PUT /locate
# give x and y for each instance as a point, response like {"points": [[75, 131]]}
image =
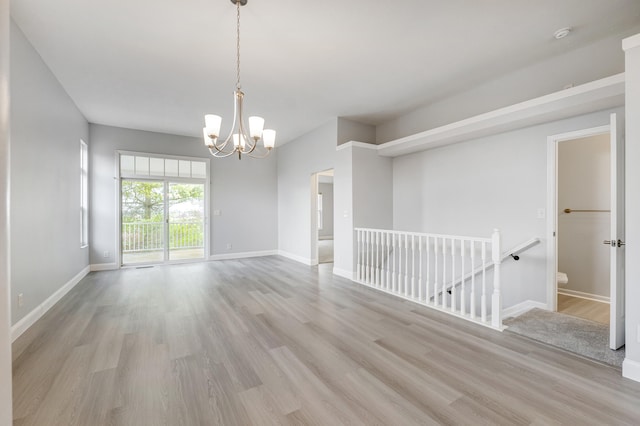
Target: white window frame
{"points": [[207, 191]]}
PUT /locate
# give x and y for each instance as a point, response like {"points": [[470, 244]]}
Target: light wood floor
{"points": [[584, 308], [269, 341]]}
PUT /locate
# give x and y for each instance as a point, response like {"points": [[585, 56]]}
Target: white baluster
{"points": [[359, 264], [483, 296], [436, 295], [428, 280], [463, 295], [393, 274], [377, 278], [496, 298], [413, 266], [472, 295], [387, 253], [405, 288], [453, 275], [443, 288]]}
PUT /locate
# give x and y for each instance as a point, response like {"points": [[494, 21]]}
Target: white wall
{"points": [[343, 213], [584, 182], [473, 187], [598, 60], [372, 177], [297, 161], [326, 189], [631, 365], [363, 199], [46, 128], [6, 417], [245, 192]]}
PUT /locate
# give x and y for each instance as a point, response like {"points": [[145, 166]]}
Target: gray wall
{"points": [[349, 130], [297, 161], [326, 189], [245, 192], [46, 128], [584, 182], [6, 417], [473, 187], [631, 365], [598, 60]]}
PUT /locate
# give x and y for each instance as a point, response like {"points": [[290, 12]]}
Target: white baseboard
{"points": [[343, 273], [521, 308], [295, 257], [243, 255], [582, 295], [103, 267], [631, 369], [28, 320]]}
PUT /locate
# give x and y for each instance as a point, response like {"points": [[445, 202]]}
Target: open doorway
{"points": [[322, 232], [583, 222], [586, 184]]}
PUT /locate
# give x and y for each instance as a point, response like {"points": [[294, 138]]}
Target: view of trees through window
{"points": [[143, 220]]}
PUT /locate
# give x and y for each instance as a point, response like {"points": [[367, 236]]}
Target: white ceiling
{"points": [[160, 65]]}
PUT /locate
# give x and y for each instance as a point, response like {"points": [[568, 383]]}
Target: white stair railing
{"points": [[423, 268], [513, 253]]}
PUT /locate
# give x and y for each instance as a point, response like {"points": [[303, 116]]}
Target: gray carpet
{"points": [[577, 335], [325, 251]]}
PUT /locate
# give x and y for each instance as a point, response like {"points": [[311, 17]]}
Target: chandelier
{"points": [[242, 143]]}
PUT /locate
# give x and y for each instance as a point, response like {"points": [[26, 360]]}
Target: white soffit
{"points": [[595, 96]]}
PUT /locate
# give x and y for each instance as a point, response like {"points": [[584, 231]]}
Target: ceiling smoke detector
{"points": [[562, 33]]}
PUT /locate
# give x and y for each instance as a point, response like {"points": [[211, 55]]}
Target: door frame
{"points": [[552, 203], [118, 202]]}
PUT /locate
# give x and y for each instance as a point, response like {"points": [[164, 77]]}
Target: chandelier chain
{"points": [[238, 45]]}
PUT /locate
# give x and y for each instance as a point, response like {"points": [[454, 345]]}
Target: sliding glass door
{"points": [[186, 220], [142, 219], [162, 221], [163, 208]]}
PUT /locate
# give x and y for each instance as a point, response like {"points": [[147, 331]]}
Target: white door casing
{"points": [[617, 296], [617, 290]]}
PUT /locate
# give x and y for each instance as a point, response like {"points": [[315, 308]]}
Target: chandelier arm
{"points": [[220, 149], [220, 154], [252, 155]]}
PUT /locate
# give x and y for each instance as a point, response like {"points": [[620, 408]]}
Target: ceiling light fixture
{"points": [[562, 33], [243, 142]]}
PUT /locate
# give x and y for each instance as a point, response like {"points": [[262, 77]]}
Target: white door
{"points": [[616, 338]]}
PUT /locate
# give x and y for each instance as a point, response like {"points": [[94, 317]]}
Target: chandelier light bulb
{"points": [[256, 124]]}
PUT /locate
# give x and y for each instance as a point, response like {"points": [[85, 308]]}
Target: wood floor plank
{"points": [[271, 341]]}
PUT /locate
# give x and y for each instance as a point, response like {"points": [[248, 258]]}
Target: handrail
{"points": [[425, 234], [514, 252], [414, 265]]}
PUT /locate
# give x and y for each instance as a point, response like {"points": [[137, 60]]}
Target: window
{"points": [[84, 194], [133, 165], [320, 211]]}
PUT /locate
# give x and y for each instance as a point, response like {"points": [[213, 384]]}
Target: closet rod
{"points": [[582, 211]]}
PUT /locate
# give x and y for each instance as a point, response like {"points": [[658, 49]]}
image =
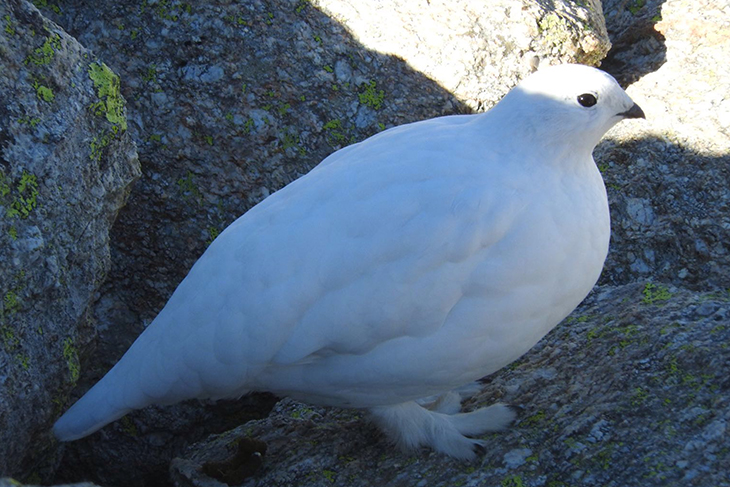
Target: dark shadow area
{"points": [[637, 47], [670, 213], [228, 103]]}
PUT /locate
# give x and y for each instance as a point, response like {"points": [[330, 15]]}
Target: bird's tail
{"points": [[97, 408]]}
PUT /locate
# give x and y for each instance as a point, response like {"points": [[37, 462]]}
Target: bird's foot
{"points": [[411, 426]]}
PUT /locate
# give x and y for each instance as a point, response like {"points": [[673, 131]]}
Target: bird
{"points": [[400, 268]]}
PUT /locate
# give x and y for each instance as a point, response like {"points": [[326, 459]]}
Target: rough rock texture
{"points": [[66, 163], [631, 389], [232, 100], [477, 50], [637, 47], [616, 396], [667, 177]]}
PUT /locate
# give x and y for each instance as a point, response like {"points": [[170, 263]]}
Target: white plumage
{"points": [[404, 266]]}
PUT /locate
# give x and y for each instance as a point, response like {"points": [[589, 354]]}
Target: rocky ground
{"points": [[630, 390]]}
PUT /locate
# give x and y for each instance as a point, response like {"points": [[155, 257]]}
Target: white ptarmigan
{"points": [[404, 266]]}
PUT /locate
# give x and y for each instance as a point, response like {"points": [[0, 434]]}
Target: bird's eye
{"points": [[587, 100]]}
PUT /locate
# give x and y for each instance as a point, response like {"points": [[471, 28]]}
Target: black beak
{"points": [[633, 112]]}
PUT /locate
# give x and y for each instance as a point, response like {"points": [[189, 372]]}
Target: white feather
{"points": [[423, 258]]}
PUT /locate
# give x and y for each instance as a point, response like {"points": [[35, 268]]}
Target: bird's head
{"points": [[570, 103]]}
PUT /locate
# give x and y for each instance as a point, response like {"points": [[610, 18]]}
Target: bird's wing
{"points": [[372, 245]]}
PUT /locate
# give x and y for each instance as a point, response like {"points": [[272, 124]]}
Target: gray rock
{"points": [[667, 177], [66, 164], [9, 482]]}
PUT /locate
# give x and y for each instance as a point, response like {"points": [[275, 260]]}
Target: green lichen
{"points": [[25, 197], [10, 303], [213, 233], [639, 396], [9, 339], [301, 6], [534, 420], [97, 145], [636, 5], [9, 29], [70, 354], [654, 293], [44, 55], [555, 29], [335, 132], [128, 426], [512, 481], [43, 92], [107, 89], [189, 188], [29, 121], [39, 4], [372, 97]]}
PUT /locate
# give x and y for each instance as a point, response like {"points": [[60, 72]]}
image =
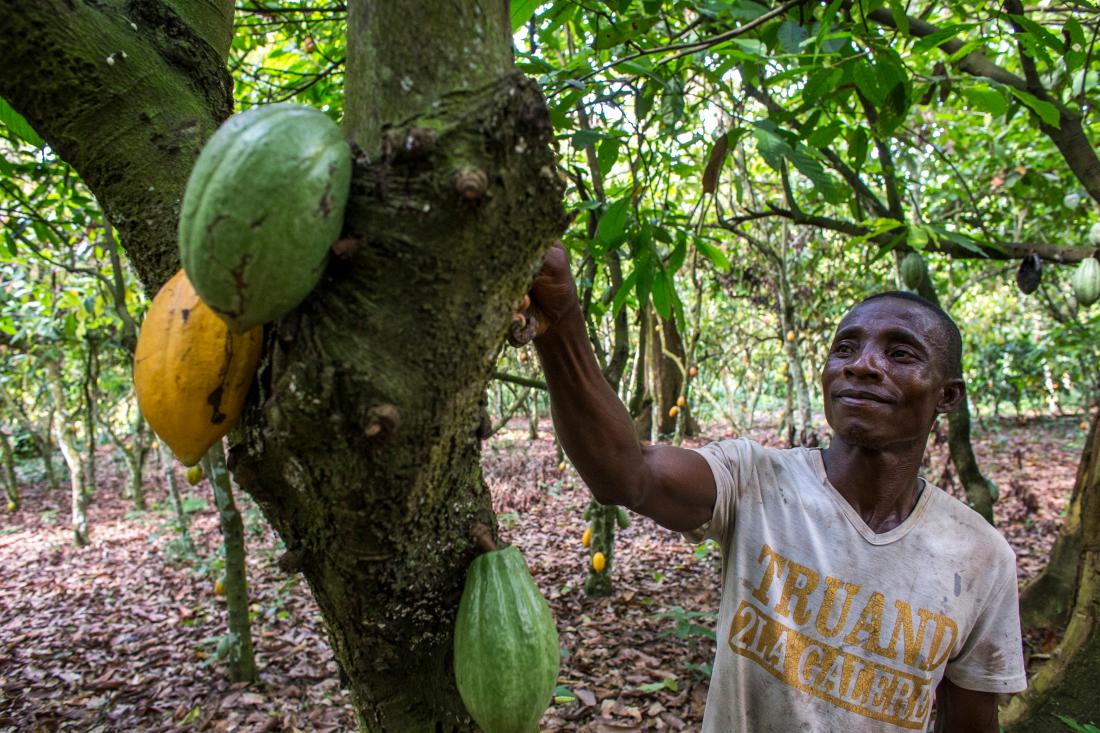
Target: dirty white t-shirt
{"points": [[825, 625]]}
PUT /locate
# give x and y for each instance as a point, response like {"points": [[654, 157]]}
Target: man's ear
{"points": [[954, 393]]}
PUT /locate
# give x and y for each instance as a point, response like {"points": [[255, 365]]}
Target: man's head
{"points": [[893, 365]]}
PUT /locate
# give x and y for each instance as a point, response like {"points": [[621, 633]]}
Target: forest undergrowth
{"points": [[123, 635]]}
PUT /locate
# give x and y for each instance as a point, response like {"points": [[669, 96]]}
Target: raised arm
{"points": [[672, 485]]}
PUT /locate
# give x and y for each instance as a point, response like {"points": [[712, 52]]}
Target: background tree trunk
{"points": [[237, 647], [1067, 684], [10, 482], [978, 493]]}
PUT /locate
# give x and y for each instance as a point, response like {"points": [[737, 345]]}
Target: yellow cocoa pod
{"points": [[191, 373]]}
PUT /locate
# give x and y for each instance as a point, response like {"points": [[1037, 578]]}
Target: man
{"points": [[853, 591]]}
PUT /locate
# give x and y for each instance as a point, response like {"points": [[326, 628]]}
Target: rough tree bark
{"points": [[363, 447], [361, 444]]}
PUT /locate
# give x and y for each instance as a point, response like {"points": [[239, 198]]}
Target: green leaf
{"points": [[18, 126], [791, 35], [521, 11], [714, 254], [822, 137], [867, 80], [986, 99], [858, 142], [624, 293], [933, 41], [606, 154], [584, 138], [901, 19], [1045, 110], [663, 292], [679, 252], [813, 170], [613, 222], [1040, 33]]}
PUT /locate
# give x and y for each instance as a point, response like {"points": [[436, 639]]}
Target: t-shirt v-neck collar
{"points": [[857, 522]]}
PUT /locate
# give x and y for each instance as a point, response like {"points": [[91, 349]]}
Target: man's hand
{"points": [[959, 710], [552, 297]]}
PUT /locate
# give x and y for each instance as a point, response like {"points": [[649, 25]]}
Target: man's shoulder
{"points": [[952, 515]]}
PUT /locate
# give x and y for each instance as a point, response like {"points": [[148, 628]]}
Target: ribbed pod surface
{"points": [[191, 373], [263, 205], [506, 654]]}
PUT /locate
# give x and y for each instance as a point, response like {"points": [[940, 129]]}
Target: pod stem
{"points": [[483, 538]]}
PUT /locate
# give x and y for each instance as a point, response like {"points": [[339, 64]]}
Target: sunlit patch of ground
{"points": [[120, 636]]}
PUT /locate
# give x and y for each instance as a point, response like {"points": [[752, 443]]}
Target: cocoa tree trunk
{"points": [[363, 450], [360, 445]]}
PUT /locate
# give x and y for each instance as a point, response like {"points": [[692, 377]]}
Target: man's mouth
{"points": [[860, 396]]}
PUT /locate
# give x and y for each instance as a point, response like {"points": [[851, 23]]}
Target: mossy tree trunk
{"points": [[1067, 684], [361, 444], [364, 449], [237, 645]]}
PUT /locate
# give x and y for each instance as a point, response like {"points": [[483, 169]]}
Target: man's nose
{"points": [[868, 363]]}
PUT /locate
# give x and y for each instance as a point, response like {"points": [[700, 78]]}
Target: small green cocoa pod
{"points": [[506, 654], [264, 203]]}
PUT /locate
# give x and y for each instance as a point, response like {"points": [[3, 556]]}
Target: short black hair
{"points": [[953, 359]]}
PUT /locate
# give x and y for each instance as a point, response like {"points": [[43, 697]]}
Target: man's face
{"points": [[884, 379]]}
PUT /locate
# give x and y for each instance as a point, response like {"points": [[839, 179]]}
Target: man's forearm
{"points": [[592, 424]]}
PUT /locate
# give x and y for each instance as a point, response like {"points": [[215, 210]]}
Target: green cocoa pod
{"points": [[1030, 274], [506, 654], [263, 205], [912, 271], [1087, 281]]}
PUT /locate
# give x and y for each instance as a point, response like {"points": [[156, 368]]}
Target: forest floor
{"points": [[121, 635]]}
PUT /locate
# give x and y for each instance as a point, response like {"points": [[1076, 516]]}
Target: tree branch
{"points": [[128, 99]]}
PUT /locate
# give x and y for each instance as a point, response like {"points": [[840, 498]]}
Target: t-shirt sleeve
{"points": [[728, 460], [991, 658]]}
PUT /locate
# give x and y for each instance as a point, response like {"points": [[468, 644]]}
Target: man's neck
{"points": [[881, 485]]}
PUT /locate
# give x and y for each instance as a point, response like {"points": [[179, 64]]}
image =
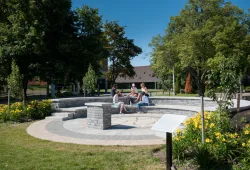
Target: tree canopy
{"points": [[48, 39], [121, 51], [205, 31]]}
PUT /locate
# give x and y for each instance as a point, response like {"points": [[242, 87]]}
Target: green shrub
{"points": [[19, 113], [223, 144]]}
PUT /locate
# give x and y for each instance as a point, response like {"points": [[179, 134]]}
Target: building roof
{"points": [[143, 74]]}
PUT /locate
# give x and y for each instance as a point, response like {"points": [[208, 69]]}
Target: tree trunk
{"points": [[25, 86], [47, 88]]}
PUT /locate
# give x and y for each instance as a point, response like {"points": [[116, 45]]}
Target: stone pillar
{"points": [[99, 115], [53, 90]]}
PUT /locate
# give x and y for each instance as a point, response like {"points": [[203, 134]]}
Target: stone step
{"points": [[61, 116], [71, 109]]}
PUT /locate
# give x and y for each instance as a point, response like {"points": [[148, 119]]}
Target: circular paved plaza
{"points": [[127, 129]]}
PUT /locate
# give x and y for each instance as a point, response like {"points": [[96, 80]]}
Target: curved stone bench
{"points": [[80, 101]]}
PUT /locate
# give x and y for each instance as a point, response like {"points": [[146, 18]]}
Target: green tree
{"points": [[15, 82], [204, 30], [89, 80], [90, 43], [121, 51]]}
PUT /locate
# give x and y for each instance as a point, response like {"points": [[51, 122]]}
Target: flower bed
{"points": [[19, 113], [223, 145]]}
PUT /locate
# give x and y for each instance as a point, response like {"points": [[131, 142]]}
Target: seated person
{"points": [[144, 102], [118, 104], [113, 90], [134, 91], [143, 89]]}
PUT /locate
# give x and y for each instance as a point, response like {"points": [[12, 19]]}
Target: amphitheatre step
{"points": [[61, 116], [65, 114], [71, 109]]}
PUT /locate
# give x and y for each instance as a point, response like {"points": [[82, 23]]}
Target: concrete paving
{"points": [[126, 130]]}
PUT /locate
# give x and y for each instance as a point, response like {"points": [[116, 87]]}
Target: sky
{"points": [[143, 19]]}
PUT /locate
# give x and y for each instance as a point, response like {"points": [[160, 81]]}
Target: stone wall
{"points": [[80, 101], [99, 116]]}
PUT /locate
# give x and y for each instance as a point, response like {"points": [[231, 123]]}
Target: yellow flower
{"points": [[211, 125], [178, 131], [246, 132], [231, 136], [208, 140], [176, 138]]}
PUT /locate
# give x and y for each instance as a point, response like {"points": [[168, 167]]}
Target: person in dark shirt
{"points": [[113, 90]]}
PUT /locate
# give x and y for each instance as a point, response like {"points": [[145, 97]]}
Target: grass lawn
{"points": [[18, 150]]}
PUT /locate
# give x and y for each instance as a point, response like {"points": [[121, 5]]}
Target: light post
{"points": [[173, 83], [8, 88]]}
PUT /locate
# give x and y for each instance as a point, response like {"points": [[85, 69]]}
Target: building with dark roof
{"points": [[144, 74]]}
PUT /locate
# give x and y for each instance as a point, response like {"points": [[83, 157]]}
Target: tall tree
■ ■ ■ ■ ■ ■ ■
TASK:
Count the lines in the material that contain the string "black", with case treated as significant, and reply with the number alone.

EXERCISE SOLUTION:
2